_Extract to read_
========================================
For this score, Krlic utilises more strings than on his previous recordings but manages wonderfully to balance the beauty with his deeper atmospherics. He also manages to wring every emotion out of the listener making this one of his most balanced and complete works to date. Tracks such as The Blessing and Prophesy invoke a duality within the listener. These tracks are so beautiful and serene yet……there is still a darkness that hangs around the edges.

Like a highly skilled painter, Krlic manages to make pieces of music that have many layers with a central piece of instrumentation driving the track along whilst other elements help create a framework that blurs at the borders. Listen to Gassed. Here we have a piece that allows a Celtic string element to swing and weep whilst around it slabs of percussion eventually make their presence felt, quickening the pulse and injecting you with a sense of high anxiety.
========================================
[Stored items from a collection]
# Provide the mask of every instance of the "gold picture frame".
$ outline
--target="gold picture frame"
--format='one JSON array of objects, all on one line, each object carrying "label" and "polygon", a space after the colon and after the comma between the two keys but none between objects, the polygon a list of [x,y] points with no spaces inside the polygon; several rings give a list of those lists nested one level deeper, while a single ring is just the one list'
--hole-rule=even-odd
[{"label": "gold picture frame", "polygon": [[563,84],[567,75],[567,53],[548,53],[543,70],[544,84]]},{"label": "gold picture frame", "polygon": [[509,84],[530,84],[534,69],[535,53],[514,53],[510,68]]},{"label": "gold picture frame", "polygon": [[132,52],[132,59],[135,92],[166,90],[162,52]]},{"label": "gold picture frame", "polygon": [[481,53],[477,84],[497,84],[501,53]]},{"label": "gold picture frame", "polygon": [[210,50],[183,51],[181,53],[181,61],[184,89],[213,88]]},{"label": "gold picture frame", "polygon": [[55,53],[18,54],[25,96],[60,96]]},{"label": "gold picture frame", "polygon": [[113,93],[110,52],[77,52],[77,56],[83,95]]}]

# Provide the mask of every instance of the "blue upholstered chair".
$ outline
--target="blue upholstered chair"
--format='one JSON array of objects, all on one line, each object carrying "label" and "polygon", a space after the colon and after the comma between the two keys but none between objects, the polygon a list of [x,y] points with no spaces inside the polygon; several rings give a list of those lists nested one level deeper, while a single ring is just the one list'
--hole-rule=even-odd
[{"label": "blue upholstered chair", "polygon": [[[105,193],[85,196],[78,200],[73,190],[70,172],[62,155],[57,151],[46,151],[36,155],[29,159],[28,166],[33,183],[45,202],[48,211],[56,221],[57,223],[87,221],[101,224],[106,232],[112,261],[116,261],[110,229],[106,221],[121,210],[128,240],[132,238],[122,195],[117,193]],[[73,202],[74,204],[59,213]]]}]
========================================
_Requirements_
(1) Which two tracks does the music review say invoke a duality within the listener?
(2) Please reproduce the music review from "For this score, Krlic" to "around the edges.".
(3) Resume the music review, writing on from the end of its final sentence.

_Results in order_
(1) The Blessing and Prophesy.

(2)
For this score, Krlic utilises more strings than on his previous recordings but manages wonderfully to balance the beauty with his deeper atmospherics. He also manages to wring every emotion out of the listener making this one of his most balanced and complete works to date. Tracks such as The Blessing and Prophesy invoke a duality within the listener. These tracks are so beautiful and serene yet……there is still a darkness that hangs around the edges.

(3)
It is the word anxiety that best sums up this score for even during its most tranquil moments Krlic throws plenty of creeping dread into the music. Attestupan has a core element of (distant) light yet the strings and synths try their best to bury it whilst A Language Of Sex manages to make the act of shagging one of the most terrifying things a human can do as he layers on multiple human voices creating a sound that is equal amounts ecstasy and torture.

This is a wonderful score. Bobby Krlic has made a piece of cinematic art that pricks at every human emotion. Midsommar is disturbing, tear-jerking, euphoria inducing and gut wrenching. If you are of a nervous disposition then please feel free to listen with the lights on but be warned for where there is light there is shadow and in the shadows is where Krlic places your deepest most fears. A thrilling ride.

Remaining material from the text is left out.